• [Challenge 1] According to the text on Gates Foundation funding, how much did the foundation give Marie Stopes International in 2012?

• [Text provided]
::::

The Gates Foundation grant database reveals that, between 2009 through 2013, the foundation gave Planned Parenthood of America, the International Planned Parenthood Federation, and Planned Parenthood of Western Washington some $71 million. It also funded the British abortion conglomerate Marie Stopes International to the tune of $46.1 million in 2012.
While Mrs. Gates considers herself a practicing Catholic, her position on contraceptives and birth control put her squarely at odds with the Church. In comments earlier this year she called contraceptives “one of the greatest anti-poverty innovations the world has ever known.”
Additionally, she declared that “contraceptives empower women,” arguing that birth control increases economic productivity in developing countries by giving women more freedom to work, and also leads to smaller families so that parents can devote more time and resources to the children they “choose” to bring into this world.
Mrs. Gates has offered her own life as a testament to the “freeing” power of birth control. “It’s no accident that my three kids were born three years apart — or that I didn’t have my first child until I’d finished graduate school and devoted a decade to my career at Microsoft,” she wrote earlier this year in Fortune magazine. “My family, my career, my life as I know it are all the direct result of contraceptives. And now, I realize how lucky that makes me.”

::::

• [Supplied records]
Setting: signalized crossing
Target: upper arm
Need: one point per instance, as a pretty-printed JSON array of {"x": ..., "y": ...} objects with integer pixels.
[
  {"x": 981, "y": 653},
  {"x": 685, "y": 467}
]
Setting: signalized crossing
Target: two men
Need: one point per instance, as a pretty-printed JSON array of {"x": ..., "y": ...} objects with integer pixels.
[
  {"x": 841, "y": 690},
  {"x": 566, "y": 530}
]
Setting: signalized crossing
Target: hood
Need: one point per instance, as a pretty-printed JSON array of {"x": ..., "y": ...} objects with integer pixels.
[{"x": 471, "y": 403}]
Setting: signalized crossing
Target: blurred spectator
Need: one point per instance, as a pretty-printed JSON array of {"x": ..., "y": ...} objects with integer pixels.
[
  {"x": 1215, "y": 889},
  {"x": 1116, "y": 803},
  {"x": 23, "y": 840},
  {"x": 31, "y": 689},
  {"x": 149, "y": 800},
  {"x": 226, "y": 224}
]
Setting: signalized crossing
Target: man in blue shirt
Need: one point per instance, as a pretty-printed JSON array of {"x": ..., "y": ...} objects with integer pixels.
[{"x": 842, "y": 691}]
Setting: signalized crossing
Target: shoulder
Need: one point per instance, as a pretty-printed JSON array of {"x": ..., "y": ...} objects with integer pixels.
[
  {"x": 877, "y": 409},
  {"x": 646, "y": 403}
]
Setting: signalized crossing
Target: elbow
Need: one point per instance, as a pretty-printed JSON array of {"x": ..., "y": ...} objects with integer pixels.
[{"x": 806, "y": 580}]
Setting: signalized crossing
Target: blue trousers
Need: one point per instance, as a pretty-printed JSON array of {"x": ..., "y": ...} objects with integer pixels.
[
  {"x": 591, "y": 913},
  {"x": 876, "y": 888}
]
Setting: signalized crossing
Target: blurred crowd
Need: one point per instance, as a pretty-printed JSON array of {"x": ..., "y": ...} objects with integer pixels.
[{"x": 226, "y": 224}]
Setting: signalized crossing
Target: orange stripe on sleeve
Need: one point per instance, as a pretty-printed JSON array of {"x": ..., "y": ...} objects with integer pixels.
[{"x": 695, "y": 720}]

::::

• [Challenge 2] Find every line of the listing that contains the word "blue" and copy each one.

• [Output 1] $46.1 million

• [Output 2]
Target: man in blue shirt
Target: blue trousers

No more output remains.